▶ _WHAT IS EXPECTED_:
Restate the complete material exactly.

▶ _SUPPLIED INFORMATION_:
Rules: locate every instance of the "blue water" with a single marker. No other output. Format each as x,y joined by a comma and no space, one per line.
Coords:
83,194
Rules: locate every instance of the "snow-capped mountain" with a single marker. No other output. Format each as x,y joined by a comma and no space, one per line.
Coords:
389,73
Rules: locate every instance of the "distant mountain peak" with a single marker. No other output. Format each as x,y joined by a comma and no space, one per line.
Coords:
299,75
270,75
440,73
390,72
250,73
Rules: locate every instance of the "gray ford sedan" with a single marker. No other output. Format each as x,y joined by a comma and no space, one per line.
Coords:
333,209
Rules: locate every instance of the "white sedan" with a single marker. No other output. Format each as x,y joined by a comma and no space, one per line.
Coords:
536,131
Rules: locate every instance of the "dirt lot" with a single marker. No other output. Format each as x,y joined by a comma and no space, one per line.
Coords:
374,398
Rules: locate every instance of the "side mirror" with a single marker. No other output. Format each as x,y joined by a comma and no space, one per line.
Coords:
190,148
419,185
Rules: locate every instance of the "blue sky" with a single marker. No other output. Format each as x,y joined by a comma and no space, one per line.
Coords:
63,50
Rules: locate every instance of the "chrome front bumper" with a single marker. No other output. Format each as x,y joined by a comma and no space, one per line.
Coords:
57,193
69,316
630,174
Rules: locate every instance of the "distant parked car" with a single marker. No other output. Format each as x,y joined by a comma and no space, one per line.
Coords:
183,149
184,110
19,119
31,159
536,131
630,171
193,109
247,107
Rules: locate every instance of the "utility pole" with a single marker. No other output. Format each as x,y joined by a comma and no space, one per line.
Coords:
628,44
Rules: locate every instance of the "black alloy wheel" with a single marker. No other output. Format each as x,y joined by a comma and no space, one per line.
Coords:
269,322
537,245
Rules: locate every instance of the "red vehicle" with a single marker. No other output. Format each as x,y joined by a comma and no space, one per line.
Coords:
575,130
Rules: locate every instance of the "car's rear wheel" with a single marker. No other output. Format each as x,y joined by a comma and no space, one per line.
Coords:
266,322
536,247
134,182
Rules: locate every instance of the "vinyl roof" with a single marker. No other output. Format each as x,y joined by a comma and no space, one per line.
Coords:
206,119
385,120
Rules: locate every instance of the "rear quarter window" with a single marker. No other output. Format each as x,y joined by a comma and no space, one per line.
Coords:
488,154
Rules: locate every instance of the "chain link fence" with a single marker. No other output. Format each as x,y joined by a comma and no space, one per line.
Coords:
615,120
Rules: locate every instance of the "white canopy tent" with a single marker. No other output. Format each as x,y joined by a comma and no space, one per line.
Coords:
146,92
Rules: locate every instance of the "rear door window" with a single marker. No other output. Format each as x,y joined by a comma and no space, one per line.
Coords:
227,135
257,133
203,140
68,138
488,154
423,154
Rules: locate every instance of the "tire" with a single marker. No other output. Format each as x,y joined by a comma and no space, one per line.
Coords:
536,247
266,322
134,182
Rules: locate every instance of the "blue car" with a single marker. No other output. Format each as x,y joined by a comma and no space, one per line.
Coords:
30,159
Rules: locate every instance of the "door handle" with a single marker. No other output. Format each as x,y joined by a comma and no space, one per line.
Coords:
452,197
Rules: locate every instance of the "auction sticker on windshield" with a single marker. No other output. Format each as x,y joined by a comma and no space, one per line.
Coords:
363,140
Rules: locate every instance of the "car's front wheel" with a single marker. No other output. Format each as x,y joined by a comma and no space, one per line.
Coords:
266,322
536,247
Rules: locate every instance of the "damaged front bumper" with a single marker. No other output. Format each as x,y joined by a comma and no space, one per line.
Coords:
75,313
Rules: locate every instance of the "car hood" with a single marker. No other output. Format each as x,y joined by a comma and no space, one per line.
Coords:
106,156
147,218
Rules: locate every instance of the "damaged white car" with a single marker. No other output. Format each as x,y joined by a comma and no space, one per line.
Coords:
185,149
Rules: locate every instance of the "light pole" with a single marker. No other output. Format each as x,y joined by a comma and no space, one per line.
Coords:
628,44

▶ _EXERCISE ANSWER_:
Rules: locate every instance of the "blue water" with a single marker. No other output. Format each as x,y joined by a comma and no space, one per line.
Coords:
83,194
Rules: locate every instance of the "snow-capped mountain" with a single marker. No other output. Format each as x,y joined by a comma and no space, one per line.
Coords:
389,73
Rules: locate every instance of the "distant mountain peak" with a single marker. No other output. Format each as x,y joined by a comma and no space, one per line.
Coords:
299,75
270,75
440,73
390,72
250,73
Rules: locate every instance of the "gray ford sedan" with a single marker. No other output. Format each as x,y joined by a comma and no space, one per line.
Coords:
333,209
Rules: locate every instance of the "white sedan" with a single marker. No other output. Format each as x,y joined by a comma and no space, one per line.
Coords:
536,131
Rules: locate every instance of the "dirt lot" with a single marker. No other output. Format each as x,y joined by a comma and no space, one per line.
Coords:
374,398
Rules: locate every instance of the "side mirror" with a single marker. No other output. Format each as x,y joined by a comma and no space, one per line.
Coords:
190,148
419,185
Rules: locate every instance of the "blue sky" with a single marker. No other output. Format each as x,y joined by a comma and no space, one per line.
Coords:
63,50
Rules: locate every instance of the "chrome front bumper" with a single marker. No other output. Format each as x,y joined by a comma and no space, one per line.
Coords:
57,193
69,316
630,174
Rules: locate every instance of the "distant parked car" with a single marker. No other output. Format each as x,y joined by a comma and no space, one per line.
Coords:
183,149
184,110
19,119
31,159
536,131
630,171
193,109
247,107
Rules: locate every instance of the "utility pole" with a single marker. No other output. Format each as x,y joined by a comma and no space, one per line.
Coords:
628,44
Rules: locate every instance of the "black alloy wheel" with a single marker. No other output. Format each as x,y joined by a comma and no space, one per line.
Coords:
269,322
537,245
Rules: locate every instance of the "red vehicle" with a single marker. No other output. Format each as x,y joined by a comma and no space, one per line.
Coords:
575,130
Rules: locate every instance of the "car's rear wheel" with a single marker. No other output. Format each as x,y joined by a comma and no space, one per line.
Coords:
266,322
536,247
134,182
Rules: locate every instance of the "vinyl roof" with a single marker. No other output. Format each as x,y joined by a comma and no space, one per line.
Coords:
206,119
385,120
Rules: locate every instance of the "rear quarter window" with a single marker. No other output. Format each as x,y joined by a comma and no space, one per line.
Coords:
488,154
Rules: locate every instance of the "chain link fence" with a single marker. No other output. Format each as x,y joined by a comma and no space, one per line.
Coords:
615,120
Rules: locate every instance of the "white canopy tent" with a single marker. No other output. Format each as x,y joined by a comma and no space, one per line.
Coords:
146,92
Rules: locate every instance of the "rear door window" with a single marker. No other output. Format each as x,y joined by a comma and no space, one per line.
Coords:
227,135
257,133
203,140
68,138
488,154
423,154
Rules: locate every instance of the "tire" with a single marker. No other output. Format each as x,y joined by a comma and no space, one per line.
Coords:
536,247
266,322
134,182
Rules: locate every instance of the "blue car" with a single marker. No other output. Format each as x,y joined by a comma and no space, one per line.
Coords:
30,159
Rules: locate every instance of the "door handle" with a single marker. No other output. Format each as x,y joined by a comma and no space, one per line.
Coords:
452,197
Rules: locate every instance of the "auction sticker on windshield" with a single marker. No other output. Format each as x,y joined by a comma and no space, one per line.
Coords:
363,140
Rules: locate every instance of the "car's front wheel" with a single marker. No other output. Format each as x,y joined by a comma and no space, one per line.
Coords:
266,322
536,247
Rules: locate every instance of the "damaged front bumper" with a single marker. No other output. Format each as x,y joined by a comma and no space, one per line.
Coords:
75,313
Rules: locate every instance of the "car hood" with a single marker. No other output. Format each as x,y joined by a comma and no space, one per line.
Coords:
106,156
147,218
Rules: locate every instance of the "damaged white car" with a single marker. No other output. Format each as x,y joined by a comma and no space, one per line.
Coords:
185,149
Rules: locate every instance of the "light pole" with a single marker. No other output. Format each as x,y joined by a comma and no space, one per line.
Coords:
628,44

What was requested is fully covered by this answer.